### Exercise directions
Copy out every line below that has the word "plant" in it.

***** Excerpted data

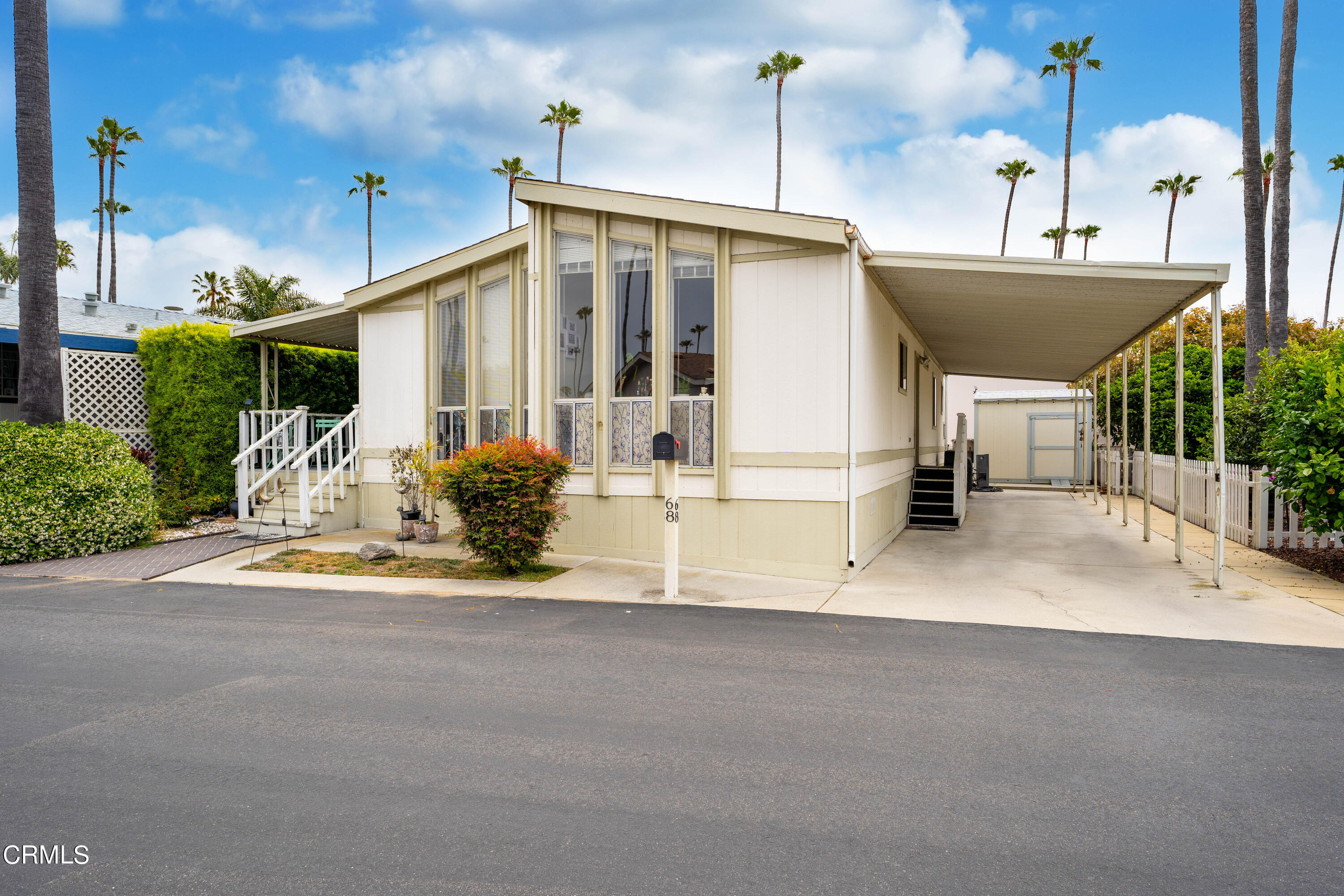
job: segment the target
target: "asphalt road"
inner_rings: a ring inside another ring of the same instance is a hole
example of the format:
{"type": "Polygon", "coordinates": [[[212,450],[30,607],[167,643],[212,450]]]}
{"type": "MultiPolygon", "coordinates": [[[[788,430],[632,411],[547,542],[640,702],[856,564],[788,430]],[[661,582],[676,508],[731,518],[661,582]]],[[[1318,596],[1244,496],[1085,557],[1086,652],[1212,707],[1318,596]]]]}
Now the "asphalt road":
{"type": "Polygon", "coordinates": [[[1317,647],[11,580],[0,841],[90,861],[0,892],[1314,896],[1341,684],[1317,647]]]}

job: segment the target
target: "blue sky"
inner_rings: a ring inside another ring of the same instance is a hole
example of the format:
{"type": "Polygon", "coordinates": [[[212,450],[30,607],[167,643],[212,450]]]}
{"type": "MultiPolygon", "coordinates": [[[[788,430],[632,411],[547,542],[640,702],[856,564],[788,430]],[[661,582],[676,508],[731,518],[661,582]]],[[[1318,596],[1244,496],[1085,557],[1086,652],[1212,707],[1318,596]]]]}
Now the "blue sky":
{"type": "MultiPolygon", "coordinates": [[[[562,97],[586,110],[566,137],[566,180],[767,207],[775,48],[800,52],[785,86],[784,207],[844,216],[883,249],[995,253],[1007,187],[993,167],[1040,171],[1017,191],[1011,254],[1044,255],[1058,224],[1066,82],[1039,81],[1046,46],[1097,34],[1081,77],[1074,224],[1093,257],[1160,259],[1157,176],[1204,184],[1177,210],[1173,261],[1234,263],[1227,173],[1239,165],[1235,4],[641,3],[527,0],[52,0],[58,230],[91,289],[97,168],[83,136],[103,114],[144,136],[118,175],[122,301],[188,305],[191,274],[249,263],[293,273],[333,301],[364,279],[364,204],[351,175],[388,180],[375,204],[374,275],[504,227],[521,154],[554,177],[562,97]]],[[[1281,7],[1261,8],[1262,138],[1270,140],[1281,7]]],[[[1293,310],[1320,314],[1344,152],[1337,35],[1344,5],[1301,12],[1293,109],[1293,310]],[[1331,36],[1335,40],[1331,40],[1331,36]]],[[[7,46],[11,46],[7,42],[7,46]]],[[[7,63],[7,71],[12,66],[7,63]]],[[[12,125],[12,81],[3,111],[12,125]]],[[[12,133],[12,126],[7,133],[12,133]]],[[[0,145],[13,171],[13,144],[0,145]]],[[[13,177],[0,183],[12,228],[13,177]]],[[[516,212],[521,206],[516,207],[516,212]]],[[[1078,247],[1081,249],[1081,247],[1078,247]]],[[[1075,254],[1075,253],[1070,253],[1075,254]]]]}

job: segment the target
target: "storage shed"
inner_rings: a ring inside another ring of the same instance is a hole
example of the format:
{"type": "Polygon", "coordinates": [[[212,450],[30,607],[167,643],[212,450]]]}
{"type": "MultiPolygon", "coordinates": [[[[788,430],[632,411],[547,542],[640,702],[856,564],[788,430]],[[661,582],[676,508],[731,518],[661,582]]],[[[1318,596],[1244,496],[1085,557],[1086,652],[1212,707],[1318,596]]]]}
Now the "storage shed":
{"type": "Polygon", "coordinates": [[[976,392],[974,404],[976,454],[989,455],[991,482],[1091,482],[1089,390],[976,392]]]}

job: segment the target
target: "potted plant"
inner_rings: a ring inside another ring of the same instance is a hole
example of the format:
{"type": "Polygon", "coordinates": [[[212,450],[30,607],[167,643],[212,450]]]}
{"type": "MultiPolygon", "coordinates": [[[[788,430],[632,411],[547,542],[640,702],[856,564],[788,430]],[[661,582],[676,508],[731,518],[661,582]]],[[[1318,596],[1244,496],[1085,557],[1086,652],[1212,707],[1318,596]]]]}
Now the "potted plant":
{"type": "Polygon", "coordinates": [[[409,541],[415,537],[415,521],[421,517],[419,496],[423,480],[418,474],[422,462],[417,462],[419,447],[410,445],[394,447],[391,451],[392,490],[402,496],[402,502],[396,508],[402,516],[402,531],[398,541],[409,541]]]}
{"type": "Polygon", "coordinates": [[[425,442],[415,451],[414,457],[410,458],[410,462],[415,473],[415,481],[419,482],[421,493],[425,496],[425,510],[415,523],[415,540],[421,544],[433,544],[438,540],[438,520],[434,513],[437,500],[431,488],[434,478],[434,446],[425,442]]]}

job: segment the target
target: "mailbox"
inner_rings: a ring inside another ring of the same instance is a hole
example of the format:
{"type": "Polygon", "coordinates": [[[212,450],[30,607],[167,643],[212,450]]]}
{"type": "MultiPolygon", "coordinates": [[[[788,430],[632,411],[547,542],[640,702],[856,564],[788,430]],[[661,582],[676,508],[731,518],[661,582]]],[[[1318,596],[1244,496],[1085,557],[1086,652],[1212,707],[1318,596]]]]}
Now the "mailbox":
{"type": "Polygon", "coordinates": [[[684,461],[687,458],[685,445],[673,438],[671,433],[655,433],[653,459],[655,461],[684,461]]]}

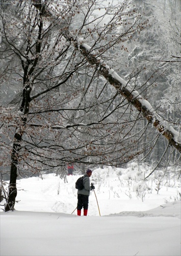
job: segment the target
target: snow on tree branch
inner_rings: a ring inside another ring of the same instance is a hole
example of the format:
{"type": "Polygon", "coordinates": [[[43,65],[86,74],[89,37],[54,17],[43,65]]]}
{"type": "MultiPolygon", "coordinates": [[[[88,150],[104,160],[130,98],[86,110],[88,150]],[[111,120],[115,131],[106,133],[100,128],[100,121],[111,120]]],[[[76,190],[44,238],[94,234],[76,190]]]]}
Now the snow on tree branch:
{"type": "Polygon", "coordinates": [[[171,145],[181,153],[179,133],[164,121],[153,109],[150,103],[144,99],[137,91],[135,90],[99,57],[96,57],[89,46],[81,42],[81,39],[79,39],[75,44],[75,46],[80,49],[89,63],[95,66],[100,74],[117,90],[119,94],[134,105],[168,140],[171,145]]]}

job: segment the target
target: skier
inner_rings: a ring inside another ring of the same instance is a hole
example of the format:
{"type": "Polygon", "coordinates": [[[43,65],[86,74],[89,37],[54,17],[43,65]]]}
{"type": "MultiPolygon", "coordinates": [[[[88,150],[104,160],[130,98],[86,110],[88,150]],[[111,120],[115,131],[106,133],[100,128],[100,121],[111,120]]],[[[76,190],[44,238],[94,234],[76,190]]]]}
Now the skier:
{"type": "Polygon", "coordinates": [[[68,164],[67,165],[68,169],[68,175],[72,175],[73,172],[73,164],[70,164],[70,165],[68,164]]]}
{"type": "Polygon", "coordinates": [[[90,177],[92,175],[92,171],[90,169],[87,169],[86,173],[84,175],[83,183],[84,188],[81,190],[78,189],[77,191],[77,215],[81,216],[81,209],[84,208],[84,216],[87,216],[88,209],[89,197],[90,195],[90,190],[94,189],[95,187],[91,184],[90,186],[90,177]]]}

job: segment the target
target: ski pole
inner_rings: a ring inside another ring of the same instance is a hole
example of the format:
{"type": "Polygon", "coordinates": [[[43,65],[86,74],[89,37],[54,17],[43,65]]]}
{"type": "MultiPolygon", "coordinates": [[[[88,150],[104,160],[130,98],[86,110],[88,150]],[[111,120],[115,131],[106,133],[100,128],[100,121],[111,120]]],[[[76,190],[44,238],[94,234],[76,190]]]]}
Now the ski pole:
{"type": "Polygon", "coordinates": [[[95,198],[96,199],[96,201],[97,201],[97,206],[98,206],[98,209],[99,210],[99,216],[100,216],[100,210],[99,210],[99,205],[98,204],[98,201],[97,201],[97,197],[96,197],[96,195],[95,195],[95,190],[94,189],[94,195],[95,195],[95,198]]]}
{"type": "Polygon", "coordinates": [[[72,212],[71,214],[73,214],[73,212],[75,211],[75,210],[76,210],[76,208],[75,208],[75,209],[74,210],[74,211],[72,211],[72,212]]]}

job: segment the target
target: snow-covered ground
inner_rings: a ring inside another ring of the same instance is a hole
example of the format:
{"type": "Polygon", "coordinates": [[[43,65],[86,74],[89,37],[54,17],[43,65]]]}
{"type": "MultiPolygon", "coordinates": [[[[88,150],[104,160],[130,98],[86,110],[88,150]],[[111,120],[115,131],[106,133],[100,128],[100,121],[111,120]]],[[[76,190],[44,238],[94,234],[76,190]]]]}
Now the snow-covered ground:
{"type": "Polygon", "coordinates": [[[71,214],[80,175],[18,180],[16,210],[1,212],[1,255],[180,255],[180,181],[165,177],[157,194],[159,179],[143,182],[137,168],[94,170],[100,216],[93,191],[88,216],[71,214]]]}

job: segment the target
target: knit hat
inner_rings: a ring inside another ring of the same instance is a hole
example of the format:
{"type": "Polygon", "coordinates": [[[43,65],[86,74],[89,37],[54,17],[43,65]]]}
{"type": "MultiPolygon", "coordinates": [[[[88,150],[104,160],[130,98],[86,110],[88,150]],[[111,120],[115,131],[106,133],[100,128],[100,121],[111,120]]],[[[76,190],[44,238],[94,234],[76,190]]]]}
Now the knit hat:
{"type": "Polygon", "coordinates": [[[92,170],[91,170],[90,169],[87,169],[86,174],[89,174],[90,173],[92,173],[92,170]]]}

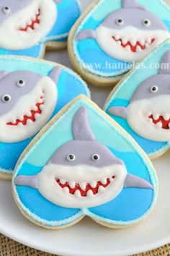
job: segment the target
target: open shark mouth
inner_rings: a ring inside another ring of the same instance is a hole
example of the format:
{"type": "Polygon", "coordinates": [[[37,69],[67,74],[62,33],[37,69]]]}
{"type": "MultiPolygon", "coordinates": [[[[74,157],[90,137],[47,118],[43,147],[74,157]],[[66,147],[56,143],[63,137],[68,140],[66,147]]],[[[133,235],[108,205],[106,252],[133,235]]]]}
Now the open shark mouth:
{"type": "Polygon", "coordinates": [[[115,179],[115,176],[111,178],[104,179],[99,182],[92,182],[90,183],[81,182],[71,184],[68,182],[55,178],[55,180],[58,184],[64,189],[65,192],[76,197],[89,197],[97,194],[99,192],[104,191],[111,182],[115,179]]]}
{"type": "Polygon", "coordinates": [[[20,27],[19,30],[23,32],[32,32],[38,27],[40,23],[40,9],[38,9],[36,13],[35,14],[35,17],[27,23],[25,27],[20,27]]]}
{"type": "Polygon", "coordinates": [[[130,41],[124,41],[122,39],[112,36],[112,39],[119,43],[123,48],[128,47],[129,49],[133,53],[141,51],[148,48],[151,45],[155,42],[155,38],[151,38],[150,40],[143,40],[143,42],[136,41],[135,44],[132,43],[130,41]]]}
{"type": "MultiPolygon", "coordinates": [[[[42,93],[44,93],[42,92],[42,93]]],[[[28,124],[35,122],[39,116],[41,115],[42,109],[44,108],[44,96],[40,97],[40,102],[37,102],[35,105],[34,109],[30,109],[27,113],[27,115],[23,115],[21,119],[17,119],[14,122],[8,122],[7,125],[17,126],[17,125],[27,125],[28,124]]]]}
{"type": "Polygon", "coordinates": [[[149,116],[149,119],[152,120],[152,122],[156,125],[158,128],[165,129],[170,129],[170,115],[166,114],[164,116],[149,116]]]}

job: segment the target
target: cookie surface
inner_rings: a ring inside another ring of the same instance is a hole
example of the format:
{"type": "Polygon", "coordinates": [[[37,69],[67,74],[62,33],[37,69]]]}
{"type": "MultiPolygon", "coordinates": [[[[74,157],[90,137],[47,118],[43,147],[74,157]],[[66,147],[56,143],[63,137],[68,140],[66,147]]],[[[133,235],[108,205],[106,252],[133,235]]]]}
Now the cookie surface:
{"type": "Polygon", "coordinates": [[[66,47],[81,14],[77,0],[1,0],[0,10],[0,54],[37,58],[66,47]]]}
{"type": "Polygon", "coordinates": [[[80,95],[24,152],[12,189],[24,216],[43,227],[64,228],[88,216],[121,228],[147,216],[158,184],[153,167],[135,141],[80,95]]]}
{"type": "Polygon", "coordinates": [[[151,53],[120,81],[104,106],[151,158],[169,148],[169,48],[166,40],[151,53]]]}
{"type": "Polygon", "coordinates": [[[0,176],[11,177],[32,137],[86,83],[71,69],[53,62],[0,56],[0,176]]]}
{"type": "Polygon", "coordinates": [[[72,64],[97,86],[113,85],[169,38],[170,8],[162,0],[100,0],[72,27],[72,64]]]}

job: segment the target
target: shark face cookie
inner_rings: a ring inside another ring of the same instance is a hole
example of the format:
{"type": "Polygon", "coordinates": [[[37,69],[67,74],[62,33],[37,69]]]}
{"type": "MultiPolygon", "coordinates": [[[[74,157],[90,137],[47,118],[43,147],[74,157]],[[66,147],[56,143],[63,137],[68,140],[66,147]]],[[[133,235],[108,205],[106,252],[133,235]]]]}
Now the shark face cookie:
{"type": "Polygon", "coordinates": [[[74,72],[53,63],[0,56],[0,176],[7,178],[45,124],[75,97],[89,92],[74,72]]]}
{"type": "Polygon", "coordinates": [[[22,213],[43,227],[64,228],[88,216],[119,228],[138,223],[153,208],[157,180],[135,141],[81,95],[28,146],[12,189],[22,213]]]}
{"type": "Polygon", "coordinates": [[[141,69],[111,93],[104,106],[151,157],[167,150],[170,140],[169,46],[168,40],[151,54],[141,69]]]}
{"type": "Polygon", "coordinates": [[[71,32],[68,49],[77,70],[94,85],[112,85],[133,61],[169,38],[170,9],[161,0],[154,4],[156,8],[145,0],[97,1],[71,32]]]}
{"type": "Polygon", "coordinates": [[[0,53],[40,57],[46,46],[64,47],[79,15],[76,0],[1,0],[0,53]]]}

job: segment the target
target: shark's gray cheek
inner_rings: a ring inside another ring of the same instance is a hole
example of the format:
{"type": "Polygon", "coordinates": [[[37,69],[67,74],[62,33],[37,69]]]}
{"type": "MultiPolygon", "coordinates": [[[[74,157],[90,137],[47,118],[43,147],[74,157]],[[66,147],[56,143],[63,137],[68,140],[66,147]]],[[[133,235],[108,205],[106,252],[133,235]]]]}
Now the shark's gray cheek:
{"type": "Polygon", "coordinates": [[[50,33],[57,20],[56,4],[53,0],[34,0],[6,17],[0,26],[0,47],[24,50],[50,33]]]}

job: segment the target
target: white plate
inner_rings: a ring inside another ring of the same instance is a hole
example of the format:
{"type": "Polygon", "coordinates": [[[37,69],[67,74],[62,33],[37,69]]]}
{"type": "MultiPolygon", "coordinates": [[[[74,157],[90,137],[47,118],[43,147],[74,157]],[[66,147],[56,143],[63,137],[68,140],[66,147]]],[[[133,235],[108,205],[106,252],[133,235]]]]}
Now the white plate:
{"type": "MultiPolygon", "coordinates": [[[[81,0],[84,7],[91,0],[81,0]]],[[[169,1],[169,0],[168,0],[169,1]]],[[[71,67],[66,51],[46,59],[71,67]]],[[[92,99],[102,106],[110,88],[91,87],[92,99]]],[[[153,211],[143,223],[112,230],[86,218],[63,230],[46,230],[27,221],[12,197],[9,182],[0,181],[0,232],[22,244],[47,252],[69,256],[120,256],[147,251],[170,242],[170,151],[153,161],[160,192],[153,211]]]]}

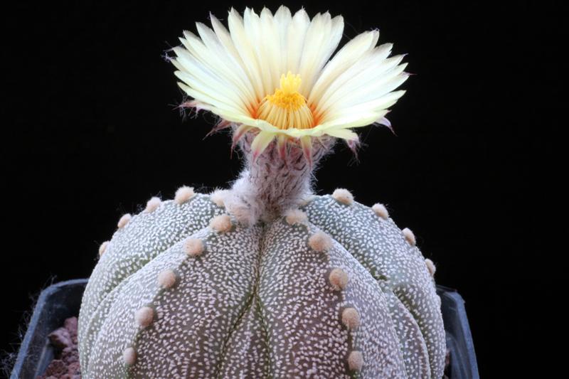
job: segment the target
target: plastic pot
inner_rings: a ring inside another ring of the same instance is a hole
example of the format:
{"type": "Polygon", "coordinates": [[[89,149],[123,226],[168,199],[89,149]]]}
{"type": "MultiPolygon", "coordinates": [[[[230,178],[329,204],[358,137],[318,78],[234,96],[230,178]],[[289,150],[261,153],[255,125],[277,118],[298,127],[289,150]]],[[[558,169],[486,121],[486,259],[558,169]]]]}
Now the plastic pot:
{"type": "MultiPolygon", "coordinates": [[[[11,379],[35,379],[53,358],[48,334],[60,327],[65,319],[78,316],[87,279],[60,282],[44,289],[33,309],[11,379]]],[[[450,379],[478,379],[478,366],[464,301],[455,289],[437,286],[450,350],[450,379]]]]}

**********

### The result
target: "potted plant"
Now the "potted plant":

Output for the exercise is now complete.